■ Trabajo por hacer:
(1) Imprime el fragmento del texto sobre el pan de Berdichev que va de "Claudio Ferrufino-Coqueugniot" a "vestir de fiesta.", ambos incluidos.
(2) Traduce al inglés esta oración del texto sobre el pan de Berdichev: "Compro pan de Berdichev y lo como con carnes frías del este de Europa, la mejor charcutería del mundo que comenzando en Alemania se extiende hasta los Urales."
(3) Prosigue el texto sobre el pan de Berdichev desde el punto donde termina.

■ Texto del documento:
-- -- --
Imagen: Monumento soviético con bandera ucraniana, Kharkiv

Tuesday, February 15, 2022

Compras de martes a mediodía


Claudio Ferrufino-Coqueugniot 

 

Pan de Berdichev, pan judío. A fines del siglo dieciocho esta ciudad del oblast de Zhitomir tenía un setenta cinco por ciento de su población proveniente de ese grupo étnico. Allí nació Vasily Grossman. Su madre fue masacrada en el ghetto, en 1941.

 

En el Zohar, el Libro del Esplendor, dice el rabino Isaac al rabino Judah que sabe que pronto va a morir porque últimamente cuando se agacha a rezar no aparece su sombra. Del esplendoroso Berdichev judío de larga data no queda ni la sombra. Vi su nombre en sinnúmero de autores. Creo haber visto un video de la resistencia judía contra los nazis en los bosques alrededor. Casi cuarenta mil personas fueron exterminadas por las SS y la policía ucraniana; los hicieron vestir de fiesta.

 

Compro pan de Berdichev y lo como con carnes frías del este de Europa, la mejor charcutería del mundo que comenzando en Alemania se extiende hasta los Urales. Si más allá, no sé. Lo sabré un día mientras me dure el asombro.
-- -- --
■ Datos suministrados:
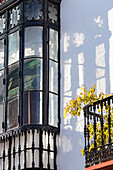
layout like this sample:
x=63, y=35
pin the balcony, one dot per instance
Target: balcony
x=98, y=134
x=29, y=147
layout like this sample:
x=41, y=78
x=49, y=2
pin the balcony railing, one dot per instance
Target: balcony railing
x=29, y=147
x=98, y=131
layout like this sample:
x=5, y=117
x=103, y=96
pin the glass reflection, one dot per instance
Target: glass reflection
x=53, y=110
x=33, y=10
x=12, y=113
x=14, y=16
x=53, y=76
x=13, y=80
x=1, y=54
x=1, y=85
x=33, y=42
x=32, y=107
x=13, y=47
x=53, y=13
x=2, y=23
x=32, y=74
x=53, y=45
x=1, y=115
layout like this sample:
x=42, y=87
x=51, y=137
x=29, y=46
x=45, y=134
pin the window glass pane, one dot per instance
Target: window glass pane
x=2, y=23
x=13, y=47
x=12, y=113
x=14, y=16
x=45, y=159
x=1, y=85
x=53, y=45
x=33, y=10
x=13, y=80
x=53, y=110
x=1, y=115
x=33, y=42
x=51, y=157
x=1, y=54
x=32, y=107
x=53, y=13
x=33, y=74
x=53, y=76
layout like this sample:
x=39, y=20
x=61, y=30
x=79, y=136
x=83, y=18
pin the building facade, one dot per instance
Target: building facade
x=48, y=50
x=29, y=84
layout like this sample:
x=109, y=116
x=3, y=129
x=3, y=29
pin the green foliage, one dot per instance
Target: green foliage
x=75, y=106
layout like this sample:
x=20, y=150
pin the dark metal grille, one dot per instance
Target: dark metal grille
x=100, y=116
x=29, y=147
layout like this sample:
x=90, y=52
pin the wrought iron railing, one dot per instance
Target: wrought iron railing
x=98, y=131
x=29, y=147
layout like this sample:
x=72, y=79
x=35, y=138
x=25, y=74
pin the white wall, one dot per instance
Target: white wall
x=86, y=58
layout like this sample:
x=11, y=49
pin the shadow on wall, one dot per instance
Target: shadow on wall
x=86, y=58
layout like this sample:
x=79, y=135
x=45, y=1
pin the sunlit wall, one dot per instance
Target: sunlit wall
x=86, y=58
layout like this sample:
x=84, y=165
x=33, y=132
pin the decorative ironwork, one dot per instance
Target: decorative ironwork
x=29, y=147
x=33, y=10
x=95, y=114
x=52, y=13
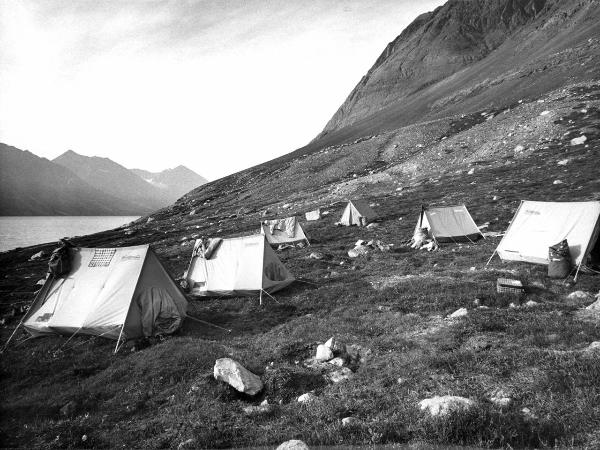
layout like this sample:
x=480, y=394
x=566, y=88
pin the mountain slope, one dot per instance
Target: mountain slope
x=174, y=182
x=466, y=55
x=114, y=179
x=30, y=185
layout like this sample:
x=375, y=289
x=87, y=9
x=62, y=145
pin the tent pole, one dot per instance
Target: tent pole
x=119, y=339
x=577, y=272
x=490, y=260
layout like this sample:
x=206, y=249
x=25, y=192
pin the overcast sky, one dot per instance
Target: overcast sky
x=215, y=85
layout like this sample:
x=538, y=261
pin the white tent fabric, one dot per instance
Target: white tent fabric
x=538, y=225
x=313, y=215
x=449, y=224
x=109, y=292
x=358, y=212
x=291, y=232
x=239, y=266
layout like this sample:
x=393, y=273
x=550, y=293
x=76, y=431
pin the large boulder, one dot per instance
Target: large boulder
x=294, y=444
x=237, y=376
x=446, y=404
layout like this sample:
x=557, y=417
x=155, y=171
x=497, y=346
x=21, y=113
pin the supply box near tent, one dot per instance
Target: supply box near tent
x=109, y=292
x=449, y=224
x=237, y=266
x=284, y=231
x=538, y=225
x=358, y=212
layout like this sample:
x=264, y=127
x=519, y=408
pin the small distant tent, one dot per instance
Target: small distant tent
x=236, y=266
x=111, y=292
x=358, y=212
x=284, y=231
x=539, y=225
x=313, y=215
x=449, y=224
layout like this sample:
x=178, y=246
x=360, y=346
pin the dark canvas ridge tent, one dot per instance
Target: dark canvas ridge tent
x=449, y=224
x=111, y=292
x=538, y=225
x=284, y=231
x=236, y=266
x=358, y=212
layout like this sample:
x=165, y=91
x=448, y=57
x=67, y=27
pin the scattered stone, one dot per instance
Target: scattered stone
x=346, y=421
x=339, y=375
x=263, y=408
x=581, y=296
x=528, y=414
x=69, y=409
x=324, y=353
x=462, y=312
x=578, y=141
x=294, y=444
x=316, y=255
x=237, y=376
x=307, y=398
x=339, y=361
x=593, y=347
x=447, y=404
x=190, y=443
x=336, y=346
x=39, y=255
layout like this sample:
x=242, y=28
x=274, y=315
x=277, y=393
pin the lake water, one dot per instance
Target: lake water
x=23, y=231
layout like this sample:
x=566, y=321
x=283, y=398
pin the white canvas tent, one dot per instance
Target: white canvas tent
x=539, y=225
x=449, y=224
x=110, y=292
x=358, y=212
x=237, y=266
x=284, y=231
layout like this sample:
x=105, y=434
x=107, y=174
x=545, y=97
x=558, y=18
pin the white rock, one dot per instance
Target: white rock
x=340, y=375
x=38, y=255
x=306, y=398
x=324, y=353
x=580, y=295
x=339, y=361
x=593, y=347
x=441, y=406
x=237, y=376
x=462, y=312
x=294, y=444
x=349, y=421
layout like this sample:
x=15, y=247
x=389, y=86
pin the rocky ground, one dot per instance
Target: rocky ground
x=525, y=375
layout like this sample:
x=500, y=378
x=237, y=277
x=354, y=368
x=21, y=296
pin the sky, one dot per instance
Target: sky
x=215, y=85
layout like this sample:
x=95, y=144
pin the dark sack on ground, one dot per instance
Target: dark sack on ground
x=559, y=260
x=60, y=261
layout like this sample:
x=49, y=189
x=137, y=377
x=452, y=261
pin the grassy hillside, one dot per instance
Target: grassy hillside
x=390, y=308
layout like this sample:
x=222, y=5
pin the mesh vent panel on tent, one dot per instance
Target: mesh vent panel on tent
x=102, y=257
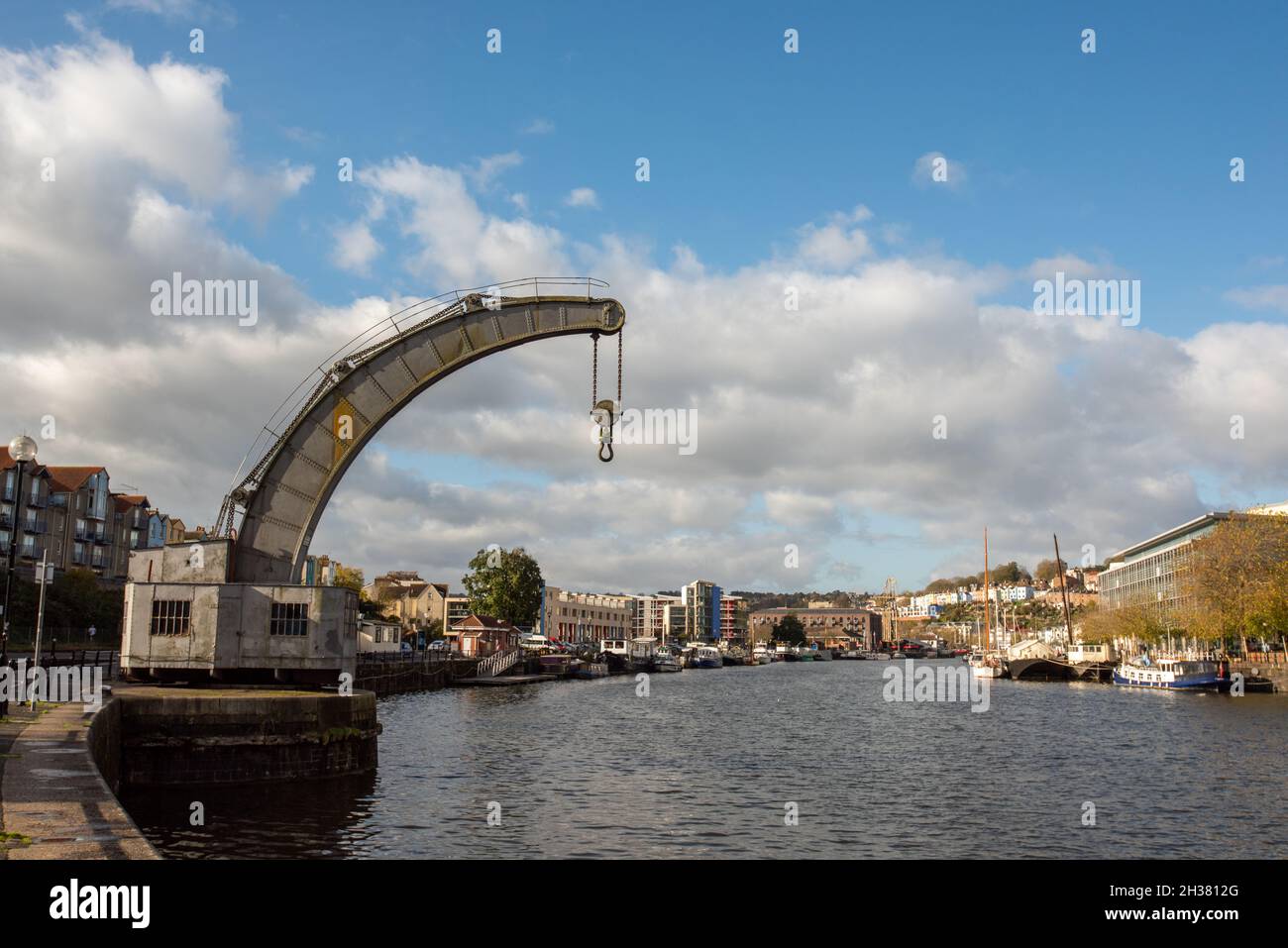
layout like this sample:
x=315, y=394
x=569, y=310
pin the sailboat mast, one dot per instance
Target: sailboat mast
x=1064, y=592
x=988, y=626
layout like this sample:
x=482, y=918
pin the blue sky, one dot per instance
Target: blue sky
x=1065, y=153
x=1116, y=159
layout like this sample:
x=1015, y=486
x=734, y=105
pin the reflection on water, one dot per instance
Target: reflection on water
x=707, y=763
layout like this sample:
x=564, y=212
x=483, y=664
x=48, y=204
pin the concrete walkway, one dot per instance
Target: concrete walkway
x=53, y=801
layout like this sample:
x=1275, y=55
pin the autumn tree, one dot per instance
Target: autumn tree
x=505, y=583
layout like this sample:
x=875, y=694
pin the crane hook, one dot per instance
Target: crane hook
x=603, y=415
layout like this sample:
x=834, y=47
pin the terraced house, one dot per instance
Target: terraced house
x=69, y=514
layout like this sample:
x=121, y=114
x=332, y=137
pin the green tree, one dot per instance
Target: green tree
x=505, y=583
x=349, y=578
x=790, y=630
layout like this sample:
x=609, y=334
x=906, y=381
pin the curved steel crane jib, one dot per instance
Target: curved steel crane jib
x=294, y=481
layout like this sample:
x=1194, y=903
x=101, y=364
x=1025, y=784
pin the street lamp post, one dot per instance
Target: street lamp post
x=21, y=450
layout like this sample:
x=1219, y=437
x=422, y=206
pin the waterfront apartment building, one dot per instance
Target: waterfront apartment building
x=657, y=616
x=827, y=627
x=585, y=617
x=700, y=610
x=69, y=514
x=1146, y=574
x=733, y=618
x=458, y=608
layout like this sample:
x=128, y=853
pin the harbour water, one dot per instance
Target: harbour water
x=709, y=763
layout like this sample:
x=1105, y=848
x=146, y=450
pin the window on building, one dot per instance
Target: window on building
x=170, y=616
x=288, y=618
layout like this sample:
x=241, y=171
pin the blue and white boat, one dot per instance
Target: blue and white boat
x=1177, y=674
x=707, y=657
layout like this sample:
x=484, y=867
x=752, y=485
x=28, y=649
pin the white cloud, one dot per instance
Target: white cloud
x=1261, y=298
x=355, y=248
x=485, y=170
x=583, y=197
x=807, y=421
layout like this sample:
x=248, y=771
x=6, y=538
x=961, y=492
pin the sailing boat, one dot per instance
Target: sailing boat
x=984, y=664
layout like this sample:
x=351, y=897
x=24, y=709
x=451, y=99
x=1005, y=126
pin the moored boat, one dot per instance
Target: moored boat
x=986, y=665
x=1035, y=661
x=668, y=660
x=642, y=651
x=1172, y=674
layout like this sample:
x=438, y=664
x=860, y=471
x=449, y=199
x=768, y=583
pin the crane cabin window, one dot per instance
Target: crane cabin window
x=288, y=618
x=170, y=616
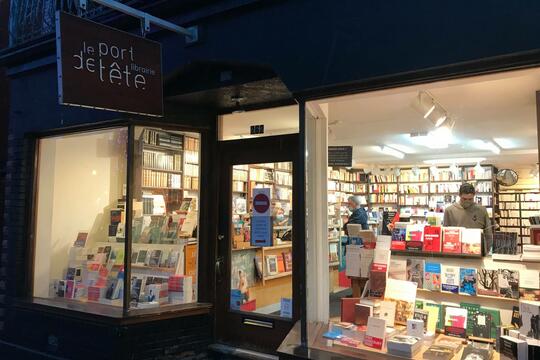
-- -- --
■ Respuestas por tarea:
(1)
Claudio Ferrufino-Coqueugniot 

 

Pan de Berdichev, pan judío. A fines del siglo dieciocho esta ciudad del oblast de Zhitomir tenía un setenta cinco por ciento de su población proveniente de ese grupo étnico. Allí nació Vasily Grossman. Su madre fue masacrada en el ghetto, en 1941.

 

En el Zohar, el Libro del Esplendor, dice el rabino Isaac al rabino Judah que sabe que pronto va a morir porque últimamente cuando se agacha a rezar no aparece su sombra. Del esplendoroso Berdichev judío de larga data no queda ni la sombra. Vi su nombre en sinnúmero de autores. Creo haber visto un video de la resistencia judía contra los nazis en los bosques alrededor. Casi cuarenta mil personas fueron exterminadas por las SS y la policía ucraniana; los hicieron vestir de fiesta.

(2) I buy Berdichev bread and eat it with cold cuts from Eastern Europe, the best charcuterie in the world, which, starting in Germany, stretches all the way to the Urals.

(3)
Cada viaje a los distintos mercados étnicos aviva el sueño de pertenecer al universo, de que las fronteras son meras líneas marcadas por los poderosos. Concuerdo en que no es tan simple, los humanos no lo son y mucha de su controversia interna proviene de su estupidez. Una madre llora a un bebé envuelto en trapos sucios, muerto. Stalingrado y el porqué del horror. Otra vez, muy simple decir que gracias a los caprichos de un loco. Pero también así, con tiranos y tiranuelos que imaginan que su sombra abarca todo. El rabí Judah escucha al rabí Isaac y le confirma que cumplirá sus pedidos, pero que a cambio le guarde un espacio en el más allá al lado suyo. Los déspotas no tienen a nadie.

 

Gabriel, que también es arcángel como el otro, a su modo, me pasa casi una libra de queso de Michoacán. Semiduro, salado, delicioso, para disfrutarlo como adobe de una casa construida con comidas. Lo dicho, mientras saboreo, el mundo atraviesa los campos físicos de la lengua y el estómago para transformarse en ilusiones. Michoacán no es lo que era ¿pero qué fue? La presencia de la muerte está tan acentuada allí, es tan íntima, que lo que sucede son ficciones, unas peores que otras, pero creaciones intelectuales sobre una realidad presente. Que lo diga Rulfo. Por la cuesta de Sayula, Jalisco, siempre vino bajando la Parca.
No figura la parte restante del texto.